EXERCISE » Lay out the material as a numbered list, from its start through the line containing "[[209, 41]]", both ends included and blank lines omitted.

___

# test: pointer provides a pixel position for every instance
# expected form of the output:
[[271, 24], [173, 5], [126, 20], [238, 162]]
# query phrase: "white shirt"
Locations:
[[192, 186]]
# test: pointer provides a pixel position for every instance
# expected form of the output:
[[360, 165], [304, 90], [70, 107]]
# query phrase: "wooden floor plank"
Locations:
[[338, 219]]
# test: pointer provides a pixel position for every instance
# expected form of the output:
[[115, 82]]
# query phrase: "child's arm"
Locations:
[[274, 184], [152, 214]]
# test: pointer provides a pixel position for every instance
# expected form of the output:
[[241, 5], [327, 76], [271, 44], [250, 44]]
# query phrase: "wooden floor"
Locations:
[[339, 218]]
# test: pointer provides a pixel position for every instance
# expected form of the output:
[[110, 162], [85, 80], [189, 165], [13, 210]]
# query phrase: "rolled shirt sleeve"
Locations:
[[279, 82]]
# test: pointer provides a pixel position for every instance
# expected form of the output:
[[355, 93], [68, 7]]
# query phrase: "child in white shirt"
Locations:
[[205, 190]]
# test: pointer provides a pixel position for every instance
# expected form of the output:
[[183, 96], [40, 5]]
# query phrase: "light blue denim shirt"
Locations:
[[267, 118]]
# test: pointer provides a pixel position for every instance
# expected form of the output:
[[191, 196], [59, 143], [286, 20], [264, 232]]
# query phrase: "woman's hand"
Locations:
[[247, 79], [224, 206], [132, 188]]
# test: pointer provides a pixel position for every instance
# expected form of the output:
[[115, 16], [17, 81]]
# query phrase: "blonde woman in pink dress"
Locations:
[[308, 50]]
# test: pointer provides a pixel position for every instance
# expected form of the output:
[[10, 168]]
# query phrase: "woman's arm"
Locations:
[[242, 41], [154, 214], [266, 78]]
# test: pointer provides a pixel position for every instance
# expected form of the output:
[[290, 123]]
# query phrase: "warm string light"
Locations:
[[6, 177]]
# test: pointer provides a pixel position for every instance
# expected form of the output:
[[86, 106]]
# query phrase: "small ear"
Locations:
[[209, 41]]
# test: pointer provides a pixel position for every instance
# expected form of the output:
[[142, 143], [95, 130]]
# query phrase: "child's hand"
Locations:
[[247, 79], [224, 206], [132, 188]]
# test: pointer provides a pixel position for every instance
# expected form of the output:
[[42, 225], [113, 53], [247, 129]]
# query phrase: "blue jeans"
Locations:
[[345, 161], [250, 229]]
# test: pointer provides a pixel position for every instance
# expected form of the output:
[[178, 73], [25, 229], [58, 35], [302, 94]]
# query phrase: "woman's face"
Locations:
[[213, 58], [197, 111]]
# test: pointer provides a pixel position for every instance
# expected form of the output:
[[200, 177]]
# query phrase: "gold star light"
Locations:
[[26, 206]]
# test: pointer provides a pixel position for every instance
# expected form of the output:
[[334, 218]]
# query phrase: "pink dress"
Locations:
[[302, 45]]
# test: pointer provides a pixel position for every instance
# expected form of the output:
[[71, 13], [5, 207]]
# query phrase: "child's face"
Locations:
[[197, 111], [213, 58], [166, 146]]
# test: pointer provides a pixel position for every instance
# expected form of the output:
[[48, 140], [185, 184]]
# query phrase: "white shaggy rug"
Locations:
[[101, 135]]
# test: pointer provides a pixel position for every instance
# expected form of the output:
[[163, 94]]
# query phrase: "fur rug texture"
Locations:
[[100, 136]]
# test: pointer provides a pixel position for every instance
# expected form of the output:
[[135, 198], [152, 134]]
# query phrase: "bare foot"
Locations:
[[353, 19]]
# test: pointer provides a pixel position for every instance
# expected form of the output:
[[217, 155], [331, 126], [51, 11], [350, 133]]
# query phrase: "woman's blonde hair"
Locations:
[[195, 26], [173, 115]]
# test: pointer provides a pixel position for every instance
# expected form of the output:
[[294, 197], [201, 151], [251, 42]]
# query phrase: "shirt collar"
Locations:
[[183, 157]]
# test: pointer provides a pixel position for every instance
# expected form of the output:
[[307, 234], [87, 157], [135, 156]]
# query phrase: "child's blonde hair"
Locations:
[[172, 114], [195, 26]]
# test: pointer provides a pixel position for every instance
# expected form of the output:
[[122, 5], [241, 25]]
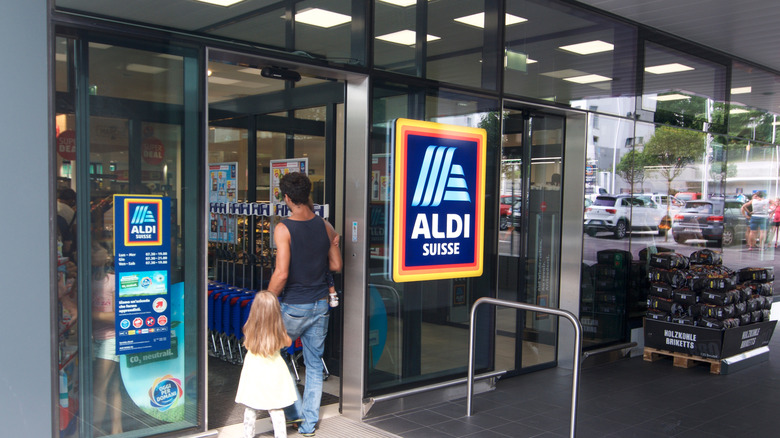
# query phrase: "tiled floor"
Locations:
[[628, 398]]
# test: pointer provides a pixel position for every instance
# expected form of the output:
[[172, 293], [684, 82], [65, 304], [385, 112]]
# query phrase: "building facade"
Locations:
[[203, 106]]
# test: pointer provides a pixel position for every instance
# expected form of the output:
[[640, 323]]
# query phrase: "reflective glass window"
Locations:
[[418, 331], [682, 90], [313, 29], [562, 54], [755, 103], [132, 142], [448, 46]]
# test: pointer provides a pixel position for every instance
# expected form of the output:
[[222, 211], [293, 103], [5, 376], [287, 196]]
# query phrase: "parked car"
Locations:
[[688, 196], [505, 210], [620, 214], [592, 192], [517, 209], [715, 219], [669, 206]]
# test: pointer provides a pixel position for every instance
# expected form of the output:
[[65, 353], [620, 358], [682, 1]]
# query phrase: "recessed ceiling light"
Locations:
[[402, 3], [478, 20], [566, 73], [588, 48], [143, 68], [405, 37], [668, 97], [221, 2], [222, 81], [252, 71], [667, 68], [587, 79], [169, 56], [321, 18]]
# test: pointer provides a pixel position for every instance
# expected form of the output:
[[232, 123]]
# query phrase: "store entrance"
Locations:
[[529, 237], [265, 119]]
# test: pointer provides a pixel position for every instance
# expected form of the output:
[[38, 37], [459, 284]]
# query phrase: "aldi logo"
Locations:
[[142, 221], [438, 201]]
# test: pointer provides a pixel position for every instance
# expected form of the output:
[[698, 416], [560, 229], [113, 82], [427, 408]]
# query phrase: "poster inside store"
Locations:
[[223, 188], [279, 168], [142, 273]]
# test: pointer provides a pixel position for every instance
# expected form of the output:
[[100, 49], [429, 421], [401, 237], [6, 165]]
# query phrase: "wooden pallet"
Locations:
[[681, 360]]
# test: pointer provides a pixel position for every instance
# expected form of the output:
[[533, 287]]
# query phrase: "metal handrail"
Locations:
[[577, 349]]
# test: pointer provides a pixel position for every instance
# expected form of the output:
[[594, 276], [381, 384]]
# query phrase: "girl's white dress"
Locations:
[[265, 383]]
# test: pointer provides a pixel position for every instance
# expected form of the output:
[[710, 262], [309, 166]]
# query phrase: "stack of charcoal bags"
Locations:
[[699, 290]]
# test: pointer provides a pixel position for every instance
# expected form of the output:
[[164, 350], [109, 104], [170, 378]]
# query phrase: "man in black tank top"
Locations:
[[307, 247]]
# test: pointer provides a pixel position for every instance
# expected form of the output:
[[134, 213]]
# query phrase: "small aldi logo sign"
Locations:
[[142, 221], [438, 201]]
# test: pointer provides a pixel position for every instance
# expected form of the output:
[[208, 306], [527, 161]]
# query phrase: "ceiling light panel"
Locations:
[[221, 2], [321, 17], [478, 20], [405, 37], [668, 68], [589, 48], [741, 90], [669, 97], [587, 79], [143, 68], [222, 81], [567, 73], [401, 3]]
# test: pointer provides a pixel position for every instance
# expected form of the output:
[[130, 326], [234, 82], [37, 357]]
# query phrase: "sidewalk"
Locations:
[[332, 425]]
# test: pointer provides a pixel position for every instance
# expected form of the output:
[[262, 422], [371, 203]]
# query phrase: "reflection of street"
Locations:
[[509, 242], [734, 257]]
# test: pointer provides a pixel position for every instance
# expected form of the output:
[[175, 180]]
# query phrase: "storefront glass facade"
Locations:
[[667, 124], [124, 137]]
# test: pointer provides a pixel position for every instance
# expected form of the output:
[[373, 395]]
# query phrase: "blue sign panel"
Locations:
[[141, 264], [438, 201]]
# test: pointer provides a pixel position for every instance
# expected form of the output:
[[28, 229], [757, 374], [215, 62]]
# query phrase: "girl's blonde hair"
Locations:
[[264, 332]]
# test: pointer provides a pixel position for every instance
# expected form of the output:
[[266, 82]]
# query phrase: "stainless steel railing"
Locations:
[[523, 306]]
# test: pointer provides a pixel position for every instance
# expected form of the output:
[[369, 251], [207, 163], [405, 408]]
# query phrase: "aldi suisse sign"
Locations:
[[438, 201], [142, 271]]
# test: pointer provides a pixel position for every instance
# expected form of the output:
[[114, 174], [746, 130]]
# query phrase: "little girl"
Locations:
[[265, 379]]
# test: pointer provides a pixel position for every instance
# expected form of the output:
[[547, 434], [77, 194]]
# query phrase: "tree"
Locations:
[[632, 169], [671, 150]]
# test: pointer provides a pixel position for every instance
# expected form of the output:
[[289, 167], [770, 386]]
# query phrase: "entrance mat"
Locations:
[[223, 382]]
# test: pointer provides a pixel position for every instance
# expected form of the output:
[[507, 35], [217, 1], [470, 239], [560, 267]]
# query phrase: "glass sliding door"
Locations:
[[529, 247], [128, 133]]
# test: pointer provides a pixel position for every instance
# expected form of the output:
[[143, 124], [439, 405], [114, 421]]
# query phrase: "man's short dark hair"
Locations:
[[66, 194], [297, 186]]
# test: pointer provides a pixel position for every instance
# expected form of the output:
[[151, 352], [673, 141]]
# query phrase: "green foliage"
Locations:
[[632, 168], [671, 150]]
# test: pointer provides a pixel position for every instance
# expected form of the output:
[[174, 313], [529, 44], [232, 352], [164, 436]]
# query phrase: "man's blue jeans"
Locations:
[[310, 323]]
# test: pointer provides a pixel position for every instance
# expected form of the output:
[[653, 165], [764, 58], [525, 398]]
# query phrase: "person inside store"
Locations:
[[66, 220], [107, 408], [775, 208], [307, 248], [265, 382], [757, 212]]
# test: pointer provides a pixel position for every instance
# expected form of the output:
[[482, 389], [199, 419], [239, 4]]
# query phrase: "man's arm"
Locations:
[[334, 253], [282, 268]]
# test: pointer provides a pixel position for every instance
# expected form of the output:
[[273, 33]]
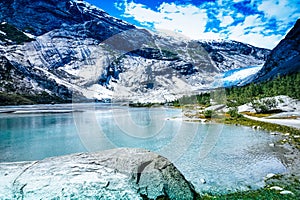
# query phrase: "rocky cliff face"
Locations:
[[112, 174], [284, 58], [75, 51]]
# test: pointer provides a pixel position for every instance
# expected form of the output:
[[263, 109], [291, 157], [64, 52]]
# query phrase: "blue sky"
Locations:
[[261, 23]]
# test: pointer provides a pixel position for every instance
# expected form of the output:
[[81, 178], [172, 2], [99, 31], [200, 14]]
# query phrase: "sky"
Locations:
[[261, 23]]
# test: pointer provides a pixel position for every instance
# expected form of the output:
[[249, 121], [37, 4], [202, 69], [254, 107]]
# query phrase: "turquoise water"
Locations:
[[229, 158]]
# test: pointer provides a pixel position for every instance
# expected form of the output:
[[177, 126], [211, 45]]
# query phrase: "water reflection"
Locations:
[[227, 157]]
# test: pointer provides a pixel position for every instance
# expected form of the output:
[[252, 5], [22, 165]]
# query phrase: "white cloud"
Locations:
[[251, 33], [280, 9], [226, 20], [189, 20], [192, 21]]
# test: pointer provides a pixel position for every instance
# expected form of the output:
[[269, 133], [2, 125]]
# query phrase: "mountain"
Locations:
[[284, 58], [73, 51]]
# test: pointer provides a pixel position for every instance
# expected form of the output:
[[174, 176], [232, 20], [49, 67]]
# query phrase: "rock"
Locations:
[[79, 48], [273, 133], [270, 175], [202, 180], [276, 188], [286, 192], [113, 174], [284, 58]]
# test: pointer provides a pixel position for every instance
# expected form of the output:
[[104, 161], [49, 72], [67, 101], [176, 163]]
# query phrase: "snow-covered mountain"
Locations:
[[74, 51]]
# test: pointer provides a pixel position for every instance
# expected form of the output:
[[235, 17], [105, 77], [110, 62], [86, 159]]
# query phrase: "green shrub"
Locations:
[[209, 113], [233, 112]]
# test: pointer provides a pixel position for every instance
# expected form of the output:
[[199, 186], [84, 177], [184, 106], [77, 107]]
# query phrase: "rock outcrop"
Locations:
[[72, 50], [284, 58], [112, 174]]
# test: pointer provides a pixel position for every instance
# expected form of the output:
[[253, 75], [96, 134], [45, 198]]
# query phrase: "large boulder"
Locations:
[[113, 174]]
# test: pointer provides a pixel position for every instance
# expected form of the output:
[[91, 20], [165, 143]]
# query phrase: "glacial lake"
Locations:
[[227, 157]]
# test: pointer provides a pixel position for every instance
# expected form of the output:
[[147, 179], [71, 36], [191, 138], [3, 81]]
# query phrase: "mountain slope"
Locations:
[[284, 58], [75, 51]]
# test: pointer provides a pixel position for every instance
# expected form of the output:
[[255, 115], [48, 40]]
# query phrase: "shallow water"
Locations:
[[229, 158]]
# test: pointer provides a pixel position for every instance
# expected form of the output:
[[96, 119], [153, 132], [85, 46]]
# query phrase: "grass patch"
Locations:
[[260, 115], [22, 99], [295, 141]]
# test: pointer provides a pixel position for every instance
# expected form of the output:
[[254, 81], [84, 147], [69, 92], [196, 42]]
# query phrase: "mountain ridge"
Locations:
[[87, 54]]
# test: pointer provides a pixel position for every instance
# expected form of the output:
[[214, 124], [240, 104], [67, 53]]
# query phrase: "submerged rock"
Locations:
[[113, 174]]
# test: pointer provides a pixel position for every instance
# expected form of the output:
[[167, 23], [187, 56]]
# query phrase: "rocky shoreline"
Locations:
[[122, 173]]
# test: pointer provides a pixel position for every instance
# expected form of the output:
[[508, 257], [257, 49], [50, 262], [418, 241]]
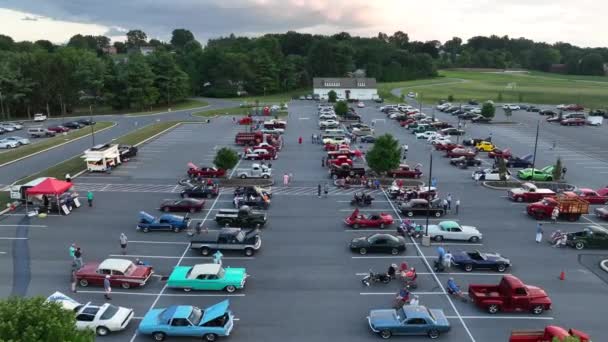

___

PROBLEM SOLUTION »
1. # test: pointer provides a pixel position for every instance
2. # expected form of the output:
3. [[271, 24], [173, 5], [126, 20], [238, 162]]
4. # query phrase: "white shirt"
5. Locations:
6. [[192, 186]]
7. # test: pointer provides a pixel position for every instance
8. # expected form of the output:
9. [[360, 165], [304, 90], [70, 107]]
10. # query phrase: "wooden floor plank"
11. Locations:
12. [[338, 219]]
13. # test: pointer provides a pixel position for every instance
14. # expected form of the output:
15. [[115, 82]]
16. # query phrase: "child's arm"
17. Locations:
18. [[274, 184], [152, 214]]
19. # test: pointer provides a pixel position for every instance
20. # expected form of the output:
21. [[241, 5], [327, 76], [271, 44], [250, 44]]
22. # query phrase: "wooden floor"
23. Locations:
24. [[339, 218]]
25. # test: pointer provides a pixel position for every instance
26. # expected form of the output:
27. [[110, 162], [85, 80], [189, 165], [13, 210]]
28. # query phrase: "rolled shirt sleeve"
29. Locations:
30. [[279, 82]]
31. # test: pointer provides a pixel position for every instance
32. # expected form of the output:
33. [[355, 93], [68, 7]]
34. # query phrase: "child in white shirt"
35. Locations:
36. [[205, 190]]
37. # test: pointer provides a pixel position for every instance
38. # expected form of the output:
39. [[183, 96], [40, 5]]
40. # query phrase: "light blue denim shirt"
41. Locations:
42. [[267, 118]]
43. # test: pointer provides a pixel position for every instance
44. # expected form of the output:
45. [[191, 196], [59, 143], [286, 20], [264, 232]]
46. # query phrase: "woman's hand"
47. Locations:
48. [[247, 79], [224, 206], [132, 188]]
49. # test: pointer provides a pixel position for every instance
50. # expected form of the output:
51. [[115, 16], [17, 81]]
52. # query phrase: "blonde woman in pink dress"
53. Locations:
54. [[308, 50]]
55. # test: pointer provides a pixel position for every instance
56. # expected form of the output:
57. [[10, 168]]
58. # query phrase: "woman's arm"
59. Locations:
60. [[242, 41], [154, 214], [266, 78]]
61. # test: pointer provides a pixel position for every instance
62. # expected form of the output:
63. [[290, 123]]
64. # query phrase: "warm string light"
65. Locations:
66. [[6, 177]]
67. # test: pointer provides a pixel position for every instance
68. # expected form of the output:
69. [[86, 106]]
70. # query phrase: "small ear"
71. Locations:
72. [[209, 41]]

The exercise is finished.